Return all lines from the entries below in which the word "outline" is present.

_The records:_

===============

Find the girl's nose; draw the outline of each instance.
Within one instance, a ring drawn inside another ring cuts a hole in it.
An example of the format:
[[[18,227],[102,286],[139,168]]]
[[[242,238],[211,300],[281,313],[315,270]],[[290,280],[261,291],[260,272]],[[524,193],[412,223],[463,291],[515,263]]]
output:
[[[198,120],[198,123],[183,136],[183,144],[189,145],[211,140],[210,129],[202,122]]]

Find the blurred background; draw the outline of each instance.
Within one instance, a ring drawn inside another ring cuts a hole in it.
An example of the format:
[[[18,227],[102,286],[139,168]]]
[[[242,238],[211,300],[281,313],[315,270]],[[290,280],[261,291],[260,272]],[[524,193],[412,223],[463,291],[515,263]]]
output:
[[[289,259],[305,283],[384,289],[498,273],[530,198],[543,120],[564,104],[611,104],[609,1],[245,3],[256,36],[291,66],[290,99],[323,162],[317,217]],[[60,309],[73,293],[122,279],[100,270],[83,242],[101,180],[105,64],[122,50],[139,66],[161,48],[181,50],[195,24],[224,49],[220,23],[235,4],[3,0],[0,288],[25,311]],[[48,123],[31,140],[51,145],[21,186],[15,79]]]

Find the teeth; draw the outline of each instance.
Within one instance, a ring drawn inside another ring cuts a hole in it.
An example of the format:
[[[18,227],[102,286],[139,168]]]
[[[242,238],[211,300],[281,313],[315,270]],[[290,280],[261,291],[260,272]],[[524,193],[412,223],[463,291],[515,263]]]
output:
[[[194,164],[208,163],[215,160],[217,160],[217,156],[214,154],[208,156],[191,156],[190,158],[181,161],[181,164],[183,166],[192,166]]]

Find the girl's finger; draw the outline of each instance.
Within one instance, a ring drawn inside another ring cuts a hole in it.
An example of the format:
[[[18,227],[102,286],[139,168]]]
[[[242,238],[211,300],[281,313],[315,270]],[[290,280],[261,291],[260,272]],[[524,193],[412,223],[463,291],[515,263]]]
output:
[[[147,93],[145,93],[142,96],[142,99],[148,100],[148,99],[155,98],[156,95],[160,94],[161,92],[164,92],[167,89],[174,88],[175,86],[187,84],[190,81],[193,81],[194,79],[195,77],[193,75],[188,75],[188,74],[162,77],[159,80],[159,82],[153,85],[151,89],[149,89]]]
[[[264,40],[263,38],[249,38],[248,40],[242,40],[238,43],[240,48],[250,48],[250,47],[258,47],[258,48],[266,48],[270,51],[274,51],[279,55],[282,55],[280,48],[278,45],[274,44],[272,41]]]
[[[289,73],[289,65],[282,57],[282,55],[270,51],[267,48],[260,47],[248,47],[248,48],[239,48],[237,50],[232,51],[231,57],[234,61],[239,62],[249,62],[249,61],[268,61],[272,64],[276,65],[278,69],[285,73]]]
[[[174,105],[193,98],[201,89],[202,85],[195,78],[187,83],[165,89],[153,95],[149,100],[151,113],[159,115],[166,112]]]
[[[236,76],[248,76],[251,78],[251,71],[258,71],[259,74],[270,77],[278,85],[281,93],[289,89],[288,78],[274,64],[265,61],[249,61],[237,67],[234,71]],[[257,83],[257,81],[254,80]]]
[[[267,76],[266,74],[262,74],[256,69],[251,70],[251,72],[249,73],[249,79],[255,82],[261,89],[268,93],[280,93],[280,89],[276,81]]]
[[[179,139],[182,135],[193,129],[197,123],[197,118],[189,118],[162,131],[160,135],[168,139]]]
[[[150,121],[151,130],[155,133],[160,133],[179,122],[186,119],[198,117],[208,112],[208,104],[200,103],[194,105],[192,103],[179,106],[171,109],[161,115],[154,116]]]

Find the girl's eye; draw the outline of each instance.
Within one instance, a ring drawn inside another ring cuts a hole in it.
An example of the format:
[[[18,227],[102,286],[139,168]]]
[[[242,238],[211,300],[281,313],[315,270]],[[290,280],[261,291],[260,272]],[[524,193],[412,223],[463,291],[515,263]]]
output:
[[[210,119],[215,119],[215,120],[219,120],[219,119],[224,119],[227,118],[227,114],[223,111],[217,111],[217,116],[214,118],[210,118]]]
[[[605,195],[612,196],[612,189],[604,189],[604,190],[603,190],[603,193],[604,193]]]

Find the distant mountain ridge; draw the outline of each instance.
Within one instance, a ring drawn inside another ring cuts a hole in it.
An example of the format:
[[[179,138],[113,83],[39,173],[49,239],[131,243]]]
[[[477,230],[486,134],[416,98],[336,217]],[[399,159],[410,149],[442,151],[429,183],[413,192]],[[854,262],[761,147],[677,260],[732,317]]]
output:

===============

_Answer space:_
Find the girl's nose; draw the outline of each instance.
Find the blurred background; draw the outline of each instance.
Find the teeth; draw the outline of each instance.
Find the girl's finger; draw the outline of each instance.
Find the girl's eye; draw the outline of each instance.
Find the distant mountain ridge; draw the outline of each instance.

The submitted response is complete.